─── DATA SHOWN
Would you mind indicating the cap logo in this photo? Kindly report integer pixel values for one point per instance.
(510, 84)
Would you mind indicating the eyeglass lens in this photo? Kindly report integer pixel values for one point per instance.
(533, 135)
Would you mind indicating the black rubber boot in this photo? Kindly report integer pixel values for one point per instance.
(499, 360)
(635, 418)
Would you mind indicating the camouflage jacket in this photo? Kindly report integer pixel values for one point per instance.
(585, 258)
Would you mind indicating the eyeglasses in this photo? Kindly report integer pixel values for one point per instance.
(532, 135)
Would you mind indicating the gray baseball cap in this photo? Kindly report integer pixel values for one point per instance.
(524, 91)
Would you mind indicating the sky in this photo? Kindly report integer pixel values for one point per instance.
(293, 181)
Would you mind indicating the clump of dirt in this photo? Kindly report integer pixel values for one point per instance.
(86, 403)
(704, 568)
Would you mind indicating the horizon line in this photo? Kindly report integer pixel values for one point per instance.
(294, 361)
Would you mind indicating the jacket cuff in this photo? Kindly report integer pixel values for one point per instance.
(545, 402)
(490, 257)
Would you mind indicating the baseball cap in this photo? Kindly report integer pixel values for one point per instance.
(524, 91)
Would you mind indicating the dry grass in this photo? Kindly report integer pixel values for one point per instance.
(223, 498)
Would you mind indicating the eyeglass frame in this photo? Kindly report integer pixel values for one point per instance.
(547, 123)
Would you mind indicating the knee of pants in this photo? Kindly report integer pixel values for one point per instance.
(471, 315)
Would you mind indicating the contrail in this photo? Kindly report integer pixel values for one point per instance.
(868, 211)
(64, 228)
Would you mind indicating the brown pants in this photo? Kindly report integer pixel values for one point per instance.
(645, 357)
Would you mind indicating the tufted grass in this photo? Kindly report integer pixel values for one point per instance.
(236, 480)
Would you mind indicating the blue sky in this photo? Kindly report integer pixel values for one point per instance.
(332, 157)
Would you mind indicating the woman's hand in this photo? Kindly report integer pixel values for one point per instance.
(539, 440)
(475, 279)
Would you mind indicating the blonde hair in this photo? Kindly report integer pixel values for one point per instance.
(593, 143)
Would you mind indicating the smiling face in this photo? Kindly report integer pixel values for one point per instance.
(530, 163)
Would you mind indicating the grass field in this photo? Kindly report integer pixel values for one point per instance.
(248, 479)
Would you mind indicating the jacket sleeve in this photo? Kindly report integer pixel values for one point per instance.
──────
(WORK TO COMPLETE) With nothing left out, return each entry exactly.

(PROBLEM SOLUTION)
Would you mind indicating the cap logo in this photo? Kindly report integer pixel values for one point per instance.
(510, 84)
Would you mind indicating the eyeglass lens in this photo? Kindly report integer pixel values for one point per instance.
(533, 135)
Would you mind indicating the black rubber boot in this photo? Kindly report integer pixel values for one point per instance.
(499, 360)
(635, 418)
Would you mind indicating the camouflage jacket in this photo? Kindly report integer pixel values for one point per instance.
(585, 258)
Would you mind indicating the eyeglasses in this photo? Kindly report integer pixel values for one point per instance.
(532, 135)
Would you mind indicating the gray baseball cap in this photo? Kindly report integer pixel values for one point per instance.
(524, 91)
Would you mind indicating the sky in this photo? Kindly report integer pixel values for one point per instance.
(293, 181)
Would you mind indicating the clump of dirt in this photo? Kindly report integer pixel values for one point per instance.
(86, 403)
(704, 568)
Would you mind indicating the horizon line in this photo? Kindly report integer pixel values for one point per instance.
(294, 361)
Would you mind indicating the jacket cuff in this photo? Kindly report integer pixel values for one point per instance.
(545, 402)
(490, 257)
Would you mind indicating the baseball cap in this photo? Kindly report integer pixel values for one point per instance.
(524, 91)
Would you mind indicating the dry grass in this photo? Kindly report integer pixel values for one point per instance.
(223, 498)
Would you mind indicating the eyeglass frame in this photo? Kindly report integer pixel values for one point per instance.
(547, 123)
Would you mind indicating the knee of pants in this photo? Kindly report integer pixel values for one point per instance.
(471, 315)
Would you mind indicating the contrail in this photo? Kindly report integer pixel values for one point per instance.
(868, 211)
(64, 228)
Would you mind indicating the brown pants in this photo? Kindly report integer pixel values for one point per instance.
(645, 357)
Would you mind indicating the tufted grass in this photo? Kindly report integer pixel values for one point per instance.
(236, 480)
Would you mind indicating the blue sky in this photo? Kindly report integer pixel values for one point per instance.
(332, 157)
Would you mind indicating the woman's hand in this photo? Kindly report integer pixel values for one point per instance.
(539, 440)
(475, 279)
Would you mind indicating the blonde hair in this photo? Kindly report integer pixel values for one point per instance.
(593, 143)
Would you mind indicating the smiling face in this photo? Kindly report integer pixel values for one point per instance.
(530, 163)
Would you mind indicating the grass field in this photo? Kindly report integer pixel values for one point per instance.
(248, 479)
Would you mind indicating the jacket sleeve in this photo? Kindly report integer pixel values for one point per instance.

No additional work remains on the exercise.